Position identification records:
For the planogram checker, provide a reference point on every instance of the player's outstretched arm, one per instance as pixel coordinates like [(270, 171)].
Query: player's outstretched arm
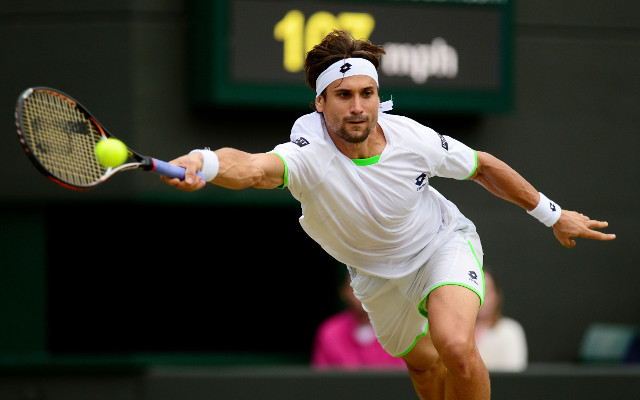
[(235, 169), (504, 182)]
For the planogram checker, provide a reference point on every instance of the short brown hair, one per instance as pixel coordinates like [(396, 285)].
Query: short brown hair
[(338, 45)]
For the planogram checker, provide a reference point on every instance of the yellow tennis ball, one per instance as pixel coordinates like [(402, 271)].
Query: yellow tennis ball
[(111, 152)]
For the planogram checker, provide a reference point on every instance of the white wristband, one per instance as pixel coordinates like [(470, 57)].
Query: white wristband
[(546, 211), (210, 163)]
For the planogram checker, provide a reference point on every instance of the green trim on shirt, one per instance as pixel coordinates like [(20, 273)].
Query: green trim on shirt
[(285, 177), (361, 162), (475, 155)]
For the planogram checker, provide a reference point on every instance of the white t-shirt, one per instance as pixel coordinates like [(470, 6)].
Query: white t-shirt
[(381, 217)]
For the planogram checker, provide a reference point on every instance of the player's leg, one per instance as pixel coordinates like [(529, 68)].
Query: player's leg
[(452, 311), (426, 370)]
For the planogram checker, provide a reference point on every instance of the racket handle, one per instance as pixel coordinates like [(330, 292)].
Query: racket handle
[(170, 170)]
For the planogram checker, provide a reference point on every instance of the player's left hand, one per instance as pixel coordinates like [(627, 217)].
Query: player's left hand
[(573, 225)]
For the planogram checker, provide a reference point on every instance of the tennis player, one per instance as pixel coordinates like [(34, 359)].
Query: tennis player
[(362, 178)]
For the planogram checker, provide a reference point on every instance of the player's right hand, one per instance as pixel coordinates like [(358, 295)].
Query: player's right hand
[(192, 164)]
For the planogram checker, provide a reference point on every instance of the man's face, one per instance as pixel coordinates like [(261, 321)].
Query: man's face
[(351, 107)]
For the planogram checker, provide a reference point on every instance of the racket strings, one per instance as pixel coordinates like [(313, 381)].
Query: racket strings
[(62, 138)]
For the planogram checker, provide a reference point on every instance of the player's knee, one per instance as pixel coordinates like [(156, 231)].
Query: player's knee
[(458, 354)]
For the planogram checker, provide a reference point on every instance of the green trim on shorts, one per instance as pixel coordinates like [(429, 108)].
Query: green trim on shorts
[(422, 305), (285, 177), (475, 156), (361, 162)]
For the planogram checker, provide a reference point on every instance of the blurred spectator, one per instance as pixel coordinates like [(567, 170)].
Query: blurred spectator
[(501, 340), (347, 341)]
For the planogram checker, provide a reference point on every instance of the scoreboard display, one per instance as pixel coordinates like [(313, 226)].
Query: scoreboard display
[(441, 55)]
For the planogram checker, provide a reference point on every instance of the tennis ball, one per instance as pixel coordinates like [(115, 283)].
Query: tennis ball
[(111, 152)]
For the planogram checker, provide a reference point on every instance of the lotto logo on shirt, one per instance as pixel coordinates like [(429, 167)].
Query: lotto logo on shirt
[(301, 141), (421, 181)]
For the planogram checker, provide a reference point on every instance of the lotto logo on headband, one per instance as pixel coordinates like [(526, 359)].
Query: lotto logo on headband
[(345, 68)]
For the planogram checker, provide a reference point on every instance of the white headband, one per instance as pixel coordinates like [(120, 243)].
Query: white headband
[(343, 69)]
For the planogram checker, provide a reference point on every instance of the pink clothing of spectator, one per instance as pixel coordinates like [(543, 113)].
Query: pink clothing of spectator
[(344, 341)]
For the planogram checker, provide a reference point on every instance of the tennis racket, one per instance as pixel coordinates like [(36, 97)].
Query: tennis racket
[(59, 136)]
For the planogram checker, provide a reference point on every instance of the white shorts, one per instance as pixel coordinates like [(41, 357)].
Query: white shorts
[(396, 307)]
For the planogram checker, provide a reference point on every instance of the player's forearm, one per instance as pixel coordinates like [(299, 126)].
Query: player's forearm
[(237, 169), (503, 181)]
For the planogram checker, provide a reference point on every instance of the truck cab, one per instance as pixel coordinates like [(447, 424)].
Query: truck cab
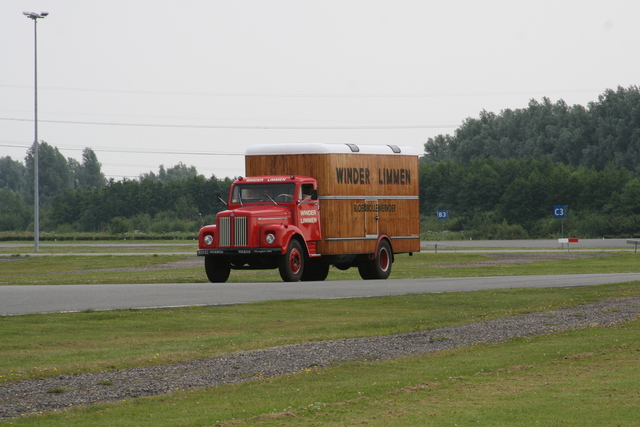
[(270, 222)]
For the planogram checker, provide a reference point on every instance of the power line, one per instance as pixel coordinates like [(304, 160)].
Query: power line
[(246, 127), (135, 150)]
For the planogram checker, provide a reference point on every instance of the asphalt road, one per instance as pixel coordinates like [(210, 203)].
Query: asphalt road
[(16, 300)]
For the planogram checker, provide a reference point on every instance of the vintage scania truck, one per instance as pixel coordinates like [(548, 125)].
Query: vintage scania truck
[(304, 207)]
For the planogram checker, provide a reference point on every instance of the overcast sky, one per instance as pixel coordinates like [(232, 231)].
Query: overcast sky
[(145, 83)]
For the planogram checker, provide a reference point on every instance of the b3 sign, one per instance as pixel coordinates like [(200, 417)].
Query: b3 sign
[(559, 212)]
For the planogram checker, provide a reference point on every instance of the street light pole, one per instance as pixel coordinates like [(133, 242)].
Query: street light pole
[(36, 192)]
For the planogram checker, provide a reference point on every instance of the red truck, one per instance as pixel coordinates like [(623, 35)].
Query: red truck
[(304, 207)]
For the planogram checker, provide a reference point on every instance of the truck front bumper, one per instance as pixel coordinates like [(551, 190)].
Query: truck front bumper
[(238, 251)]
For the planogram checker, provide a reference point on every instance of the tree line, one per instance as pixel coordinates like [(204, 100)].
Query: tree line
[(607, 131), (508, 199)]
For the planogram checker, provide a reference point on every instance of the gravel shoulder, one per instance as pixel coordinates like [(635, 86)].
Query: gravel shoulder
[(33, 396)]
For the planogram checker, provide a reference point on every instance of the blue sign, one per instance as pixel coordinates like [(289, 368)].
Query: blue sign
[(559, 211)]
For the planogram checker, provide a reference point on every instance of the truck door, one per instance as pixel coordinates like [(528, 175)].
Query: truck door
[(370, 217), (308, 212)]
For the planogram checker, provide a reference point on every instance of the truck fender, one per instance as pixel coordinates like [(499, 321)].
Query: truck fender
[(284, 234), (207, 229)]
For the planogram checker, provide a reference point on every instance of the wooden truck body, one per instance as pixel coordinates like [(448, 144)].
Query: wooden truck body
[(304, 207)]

WORK INSTRUCTIONS: Substitute "layout checker" for "planogram checker" everywhere in the records above and give every record again with nothing else changed, leaving out the pictures.

RESPONSE TO THE EXERCISE:
For the layout checker, provide a reference point on every instance of the player's outstretched arm, one per instance as pixel coordinates like [(270, 171)].
Query: player's outstretched arm
[(235, 169), (504, 182)]
For the layout checker, provide a reference point on every instance of the short brown hair, one per instance as pixel coordinates like [(396, 285)].
Query: short brown hair
[(338, 45)]
For the layout checker, provide a reference point on every instance of the yellow tennis ball, one per instance as pixel coordinates like [(402, 271)].
Query: yellow tennis ball
[(111, 152)]
For the layout checker, provide a reference point on every instance of the white wristband, one per instance as pixel coordinates like [(470, 57)].
Query: white wristband
[(546, 211), (210, 163)]
For the layout checker, provide a reference point on every instance of the green trim on shirt, one per instance as pixel coordinates like [(20, 273)].
Query: green trim on shirt
[(285, 177), (361, 162), (475, 155)]
For the layout checker, provide a reference point on every instance of the white t-shirt, one per instance as pixel coordinates like [(470, 6)].
Query: white t-shirt
[(381, 217)]
For the layout checker, provide a reference point on every instance of the player's leg, one per instance as pixel coordinates like [(529, 68)].
Query: player's leg
[(452, 311), (426, 370)]
For the layout checker, provide a reference point on every instance of the racket handle, one per instance as pixel coordinates like [(330, 292)].
Query: racket handle
[(170, 170)]
For the layout checker, provide a reference point on every instance of the player's left hand, one per instance as pixel coordinates like [(627, 217)].
Query: player's left hand
[(573, 225)]
For the layout checker, provide a reference point on every instance of the tennis player, one per instance as pixel coordinates like [(34, 359)].
Query: tennis player
[(362, 178)]
For the layout checker, provide a reference point on every instance of the player's right hand, one per instance as pixel coordinates like [(358, 295)].
Query: player's right hand
[(192, 164)]
For the layout checker, provide a reference point on every instance of the man's face, one per instance as pixel coordinates like [(261, 321)].
Query: man's face
[(351, 107)]
For the layout checker, provide a reference point on every instance of the racket strings, one per instance as pixel coordinates like [(313, 381)].
Query: racket strings
[(62, 138)]
For the layout checker, provide a reference point on every instance of the player's knee, one per instance as pixel coordinates like [(156, 231)].
Query: player's knee
[(458, 354)]
For the layout checker, provide a reference point on every instance of the green trim on shorts, one per instance as pixel coordinates like [(429, 108)].
Query: green trim on shorts
[(422, 305), (285, 177), (475, 156), (361, 162)]
For the layout checker, provide a reference point on every instance of the blurred spectator, one per instance as pixel coordinates like [(567, 170)].
Query: blurred spectator
[(501, 340), (347, 341)]
For the layout checker, provide a reference point on every instance of the scoreboard display, one per instance as pixel coordinates like [(313, 226)].
Query: scoreboard display
[(441, 55)]
For the layout checker, provide a reference point on every instance of the tennis ball, one per instance as pixel coordinates like [(115, 283)].
Query: tennis ball
[(111, 152)]
For the layout checker, provide a reference point on every instance of the lotto logo on shirt, one per instance as pixel coordinates like [(429, 167)].
Query: lotto logo on shirt
[(301, 141), (421, 181)]
For the layout checker, provide a reference point on every instance of the lotto logo on headband, one per instance as pixel coordinates like [(526, 359)].
Query: lotto logo on headband
[(345, 68)]
For the layout checker, provide a reference point on every instance of the white headband, one per instance as pixel coordinates like [(120, 243)].
Query: white headband
[(343, 69)]
For the layout checker, provide a reference point on every instance of the pink clothing of spectator, one per instance as pixel coordinates like [(543, 113)].
Query: pink clothing of spectator
[(344, 341)]
For the layout checker, provide a reference point on every instance of the tennis racket, one per instance as pixel coordinates like [(36, 97)].
Query: tennis racket
[(59, 136)]
For the layout checker, provide a reference point on every instance of the white shorts, one per instance as pixel coordinates like [(41, 357)].
Query: white shorts
[(396, 307)]
For the layout checker, provide a reference point on every instance of the player's forearm, one per instance as pixel coordinates like [(299, 126)].
Query: player's forearm
[(237, 169), (503, 181)]
For the layout checker, provide a reference point on every instance of the truck cab, one per instance as pixel coordinates like [(447, 424)].
Query: truck cab
[(270, 222)]
For the layout checker, provide a reference point on every instance of the power line, one per instance as pixel coordinates like [(304, 160)].
Query: power line
[(246, 127), (135, 150)]
For the layout checker, provide a reference point on every instance of the asphalt road, one per instance as pixel coordinates like [(210, 203)].
Query: asphalt road
[(16, 300)]
For the layout checker, provide a reference point on every instance of the vintage scania truck, one per instance as pixel coordinates like [(548, 125)].
Query: vintage scania truck
[(304, 207)]
For the layout checker, provide a reference point on every instance of the overcast sky, one per instance as pixel coordinates like [(232, 231)].
Query: overcast sky
[(145, 83)]
For the layout checker, provide a reference point on every instance of the b3 sign, one per instance as pixel coordinates like [(200, 417)].
Query: b3 sign
[(559, 212)]
For the layout checker, provide a reference point on every instance of the street light pole, one per instance as pixel coordinates like [(133, 242)].
Query: street light pole
[(36, 192)]
For the layout checker, provide a reference point on every instance of the red truck, one per instance as pixel coordinates like [(623, 35)].
Query: red truck
[(304, 207)]
For the layout checker, provide a reference point on every instance of the truck front bumper, one per instance as pixel coordinates like [(551, 190)].
Query: truck front bumper
[(238, 251)]
For the layout checker, provide a reference point on every instance of the tree line, one per instance as pixel coordinates like [(204, 100)].
Query: tree line
[(607, 131), (508, 199)]
For the layout checker, provide a reference point on every instance of the gravel shoulder, one per instance as pixel coordinates like [(635, 86)].
Query: gravel shoulder
[(33, 396)]
For the layout checker, provide a reference point on every instance of the blue sign, one per instance as pixel coordinates like [(289, 368)].
Query: blue sign
[(559, 211)]
For the layout checker, provide a reference point on every instance of the truck door, one per instance as pixel coordinates like [(528, 175)].
Query: truck door
[(370, 217), (308, 212)]
For the layout checker, provide a reference point on every instance of the truck fender, one per instance as pixel coordinates like [(499, 321)].
Query: truck fender
[(284, 234), (207, 229)]
For the layout checker, provide a reference point on every instance of the wooden truck body, one per instance as pixel coordinates like [(448, 144)].
Query: wooden truck body
[(304, 207)]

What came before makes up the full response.